TO BE DONE:
Update these items by replacing every "coffee machine" with "espresso maker" and leaving everything else as it is.

:: LISTED ENTRIES ::

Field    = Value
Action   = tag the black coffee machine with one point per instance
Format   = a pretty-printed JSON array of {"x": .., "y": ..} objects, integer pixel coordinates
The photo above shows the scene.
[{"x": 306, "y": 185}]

:::

TASK RESULT:
Field    = Value
Action   = tag the black espresso maker with one point per instance
Format   = a pretty-printed JSON array of {"x": .., "y": ..} objects, integer pixel coordinates
The photo above shows the scene.
[{"x": 306, "y": 185}]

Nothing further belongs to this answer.